Arrange the lines from the one containing "Pinpoint the tram headlight." up to and including the one containing "166, 231, 181, 247" as a Markdown table with the columns Row and Line. Number each row and omit any blank lines.

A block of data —
□ □ □ □

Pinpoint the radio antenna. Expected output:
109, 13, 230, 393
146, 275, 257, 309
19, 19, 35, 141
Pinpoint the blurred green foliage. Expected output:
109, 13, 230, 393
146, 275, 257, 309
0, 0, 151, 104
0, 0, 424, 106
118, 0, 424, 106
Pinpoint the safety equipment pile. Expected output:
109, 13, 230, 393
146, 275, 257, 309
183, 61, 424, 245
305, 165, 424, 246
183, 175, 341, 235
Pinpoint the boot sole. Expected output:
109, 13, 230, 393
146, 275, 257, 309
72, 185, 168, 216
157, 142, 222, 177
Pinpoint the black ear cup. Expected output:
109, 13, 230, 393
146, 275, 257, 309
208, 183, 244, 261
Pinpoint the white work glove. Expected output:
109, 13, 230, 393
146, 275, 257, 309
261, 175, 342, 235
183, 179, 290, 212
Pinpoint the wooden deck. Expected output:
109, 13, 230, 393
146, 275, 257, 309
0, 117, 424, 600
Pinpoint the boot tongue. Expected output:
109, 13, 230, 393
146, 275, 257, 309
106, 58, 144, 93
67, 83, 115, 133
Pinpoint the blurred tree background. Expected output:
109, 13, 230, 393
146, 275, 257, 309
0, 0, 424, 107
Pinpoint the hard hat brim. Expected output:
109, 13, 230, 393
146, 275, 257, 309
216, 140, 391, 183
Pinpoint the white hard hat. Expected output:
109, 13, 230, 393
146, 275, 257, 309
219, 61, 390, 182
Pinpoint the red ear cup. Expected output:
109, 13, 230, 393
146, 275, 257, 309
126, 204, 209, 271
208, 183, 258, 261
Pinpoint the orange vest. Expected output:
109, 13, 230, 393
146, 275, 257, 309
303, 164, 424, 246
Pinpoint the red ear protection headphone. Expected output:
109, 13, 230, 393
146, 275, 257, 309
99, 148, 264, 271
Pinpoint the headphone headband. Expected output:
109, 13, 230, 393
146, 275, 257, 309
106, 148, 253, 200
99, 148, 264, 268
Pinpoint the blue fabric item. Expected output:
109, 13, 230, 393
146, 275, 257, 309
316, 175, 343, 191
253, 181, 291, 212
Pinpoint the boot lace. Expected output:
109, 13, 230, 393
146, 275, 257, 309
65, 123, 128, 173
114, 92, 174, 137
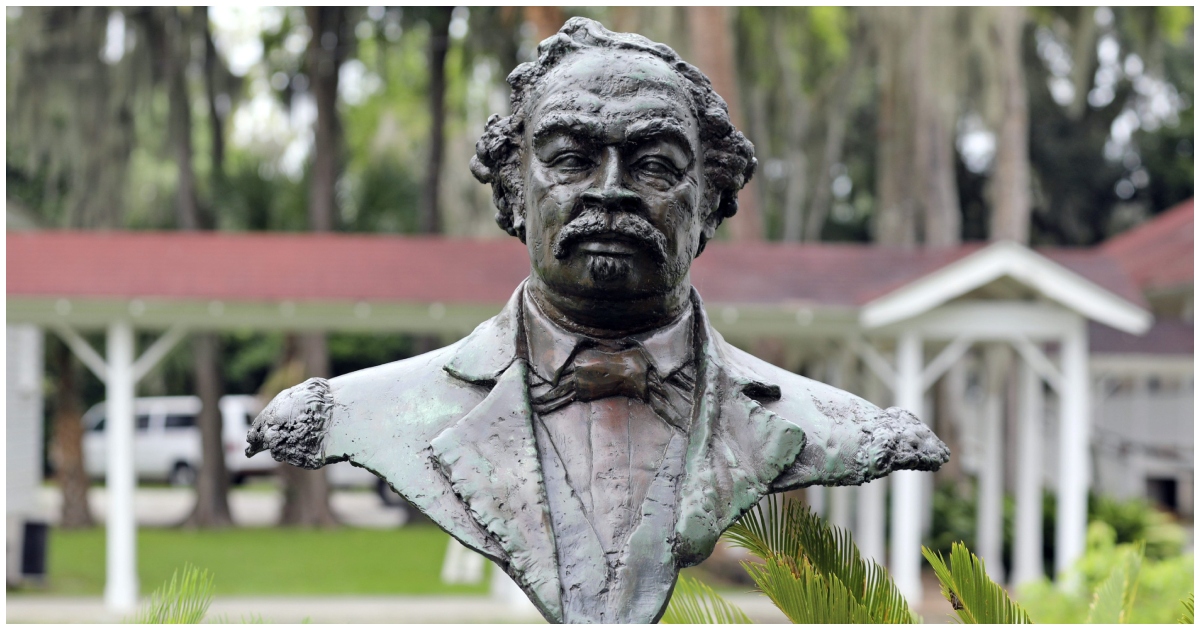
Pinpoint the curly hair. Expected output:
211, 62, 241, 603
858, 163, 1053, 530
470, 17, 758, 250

□ □ □ □

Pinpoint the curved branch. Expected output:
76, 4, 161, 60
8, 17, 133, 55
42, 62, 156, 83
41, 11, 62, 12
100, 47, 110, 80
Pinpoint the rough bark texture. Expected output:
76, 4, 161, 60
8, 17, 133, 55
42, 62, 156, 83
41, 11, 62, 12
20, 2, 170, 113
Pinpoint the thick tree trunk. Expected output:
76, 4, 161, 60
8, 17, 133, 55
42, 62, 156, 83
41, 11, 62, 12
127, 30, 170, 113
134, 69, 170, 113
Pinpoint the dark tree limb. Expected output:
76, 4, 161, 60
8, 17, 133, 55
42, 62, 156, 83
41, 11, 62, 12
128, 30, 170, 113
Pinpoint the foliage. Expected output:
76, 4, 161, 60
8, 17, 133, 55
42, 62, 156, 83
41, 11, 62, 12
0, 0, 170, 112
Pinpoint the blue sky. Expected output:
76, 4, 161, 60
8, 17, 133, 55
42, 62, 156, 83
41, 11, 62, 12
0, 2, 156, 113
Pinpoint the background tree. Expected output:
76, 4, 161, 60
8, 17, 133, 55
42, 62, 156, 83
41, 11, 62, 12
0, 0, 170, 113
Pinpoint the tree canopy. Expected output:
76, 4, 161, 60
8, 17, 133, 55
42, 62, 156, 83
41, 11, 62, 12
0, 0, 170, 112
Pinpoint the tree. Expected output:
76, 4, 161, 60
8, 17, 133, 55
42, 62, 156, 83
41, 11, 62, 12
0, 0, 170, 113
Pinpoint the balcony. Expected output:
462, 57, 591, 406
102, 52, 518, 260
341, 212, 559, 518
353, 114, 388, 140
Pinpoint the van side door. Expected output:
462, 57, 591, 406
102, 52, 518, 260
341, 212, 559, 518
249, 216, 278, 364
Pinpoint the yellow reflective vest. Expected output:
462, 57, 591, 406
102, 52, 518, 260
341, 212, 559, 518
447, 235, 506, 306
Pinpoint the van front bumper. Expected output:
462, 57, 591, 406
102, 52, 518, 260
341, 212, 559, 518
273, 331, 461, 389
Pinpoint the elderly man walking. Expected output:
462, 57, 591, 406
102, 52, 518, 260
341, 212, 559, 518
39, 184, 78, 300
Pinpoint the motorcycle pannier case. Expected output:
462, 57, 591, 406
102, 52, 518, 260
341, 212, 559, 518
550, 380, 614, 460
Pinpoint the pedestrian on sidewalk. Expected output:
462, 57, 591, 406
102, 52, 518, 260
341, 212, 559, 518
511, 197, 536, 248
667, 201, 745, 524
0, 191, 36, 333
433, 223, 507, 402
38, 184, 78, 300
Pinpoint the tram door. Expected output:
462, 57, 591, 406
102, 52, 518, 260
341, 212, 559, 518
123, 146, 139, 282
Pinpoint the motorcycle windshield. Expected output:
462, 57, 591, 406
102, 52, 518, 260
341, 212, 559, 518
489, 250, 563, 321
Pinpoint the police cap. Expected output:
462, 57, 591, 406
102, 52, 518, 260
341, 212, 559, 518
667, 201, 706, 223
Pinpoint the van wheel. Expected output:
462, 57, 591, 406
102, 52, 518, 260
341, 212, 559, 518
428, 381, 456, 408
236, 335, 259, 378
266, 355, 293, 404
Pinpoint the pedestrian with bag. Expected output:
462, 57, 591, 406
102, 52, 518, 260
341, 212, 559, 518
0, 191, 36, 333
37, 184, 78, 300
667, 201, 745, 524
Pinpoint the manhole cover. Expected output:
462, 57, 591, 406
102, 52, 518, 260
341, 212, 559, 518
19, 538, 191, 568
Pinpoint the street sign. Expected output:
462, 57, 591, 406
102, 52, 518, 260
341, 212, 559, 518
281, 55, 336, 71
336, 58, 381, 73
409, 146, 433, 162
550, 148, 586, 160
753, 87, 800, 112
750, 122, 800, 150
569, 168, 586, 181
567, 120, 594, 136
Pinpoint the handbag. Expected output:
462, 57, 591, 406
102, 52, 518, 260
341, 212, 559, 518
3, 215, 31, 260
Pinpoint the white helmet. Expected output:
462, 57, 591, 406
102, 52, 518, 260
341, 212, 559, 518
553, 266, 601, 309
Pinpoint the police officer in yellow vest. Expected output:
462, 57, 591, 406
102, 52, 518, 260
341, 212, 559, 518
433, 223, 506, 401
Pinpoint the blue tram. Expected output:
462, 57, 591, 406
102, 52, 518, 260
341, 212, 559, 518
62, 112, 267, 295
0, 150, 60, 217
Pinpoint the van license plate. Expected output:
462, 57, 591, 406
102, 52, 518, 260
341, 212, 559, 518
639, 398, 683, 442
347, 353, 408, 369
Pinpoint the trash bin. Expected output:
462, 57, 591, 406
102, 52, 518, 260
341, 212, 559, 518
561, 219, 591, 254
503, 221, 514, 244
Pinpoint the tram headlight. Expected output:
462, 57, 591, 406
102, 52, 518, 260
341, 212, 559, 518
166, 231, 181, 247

□ □ □ □

EXPECTED ANSWER —
| Row | Line |
|---|---|
| 1 | Pinpoint the tram headlight. Expected output: |
| 2 | 462, 57, 591, 406 |
| 3 | 102, 52, 518, 260 |
| 4 | 341, 212, 559, 518 |
| 5 | 166, 231, 181, 247 |